[Saved data entries]
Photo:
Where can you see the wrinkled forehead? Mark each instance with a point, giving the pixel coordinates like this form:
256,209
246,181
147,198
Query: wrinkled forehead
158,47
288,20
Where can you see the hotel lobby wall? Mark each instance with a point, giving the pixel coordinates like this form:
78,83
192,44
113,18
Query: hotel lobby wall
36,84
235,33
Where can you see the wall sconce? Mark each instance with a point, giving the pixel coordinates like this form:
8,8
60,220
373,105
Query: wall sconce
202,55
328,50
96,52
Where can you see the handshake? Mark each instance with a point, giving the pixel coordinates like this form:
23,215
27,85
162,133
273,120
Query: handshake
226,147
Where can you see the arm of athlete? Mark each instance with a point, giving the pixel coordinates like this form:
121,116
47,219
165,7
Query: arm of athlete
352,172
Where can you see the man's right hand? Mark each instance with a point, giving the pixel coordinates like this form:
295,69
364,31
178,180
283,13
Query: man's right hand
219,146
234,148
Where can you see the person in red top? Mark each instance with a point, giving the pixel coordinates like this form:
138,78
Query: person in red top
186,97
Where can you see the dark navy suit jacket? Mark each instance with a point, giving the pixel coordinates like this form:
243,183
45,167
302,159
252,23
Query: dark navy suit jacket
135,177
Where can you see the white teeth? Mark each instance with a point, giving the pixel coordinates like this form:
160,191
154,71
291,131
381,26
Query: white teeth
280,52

▶ [GIVEN EXERCISE] Copy out every line of the listing above without changing anything.

▶ [COMPLETED EXERCISE]
Photo:
Where can you see the wrinkled forehead? Mark each instance with a point, giving the pixel coordinates like this form:
256,209
246,181
147,198
Query: wrinkled forehead
158,47
288,20
Where can you see the hotel lobby wall? Mark each instance with a point, giving the pixel coordinates like this form:
78,83
192,44
113,18
Query: hotel lobby wall
36,84
235,33
Where can you see the wall sconce? Mark each instance with a point, giving the pixel coordinates like this form:
8,8
60,220
373,105
Query: wall sconce
202,55
328,50
96,52
Where can you see the handshake? Mark each instance with a point, giving the pixel coordinates like this form:
23,215
27,85
162,133
273,120
Query: handshake
226,147
Where can you see the arm of athlete? Mark each instance with a point, giving the pixel coordinates like this form:
121,116
47,219
165,7
Query: arm of athlete
352,172
Where can you see the man's right hand? Mark each instance with a point, giving the pixel coordinates like this form:
295,69
364,31
178,180
283,13
Query: man's right hand
219,146
234,148
Where can you see the person in red top? Mark each instance with a point, giving the pixel coordinates like this form:
138,78
Query: person in red top
186,97
Where can you see the dark navy suit jacket? Mark each instance with a point, giving the pixel coordinates like this form:
243,183
45,167
302,159
252,23
Query: dark navy suit jacket
135,177
Where can you see the white teeth? Mark each instance with a point, giving the pixel coordinates like this form:
160,191
154,71
291,131
381,26
Query: white teeth
280,52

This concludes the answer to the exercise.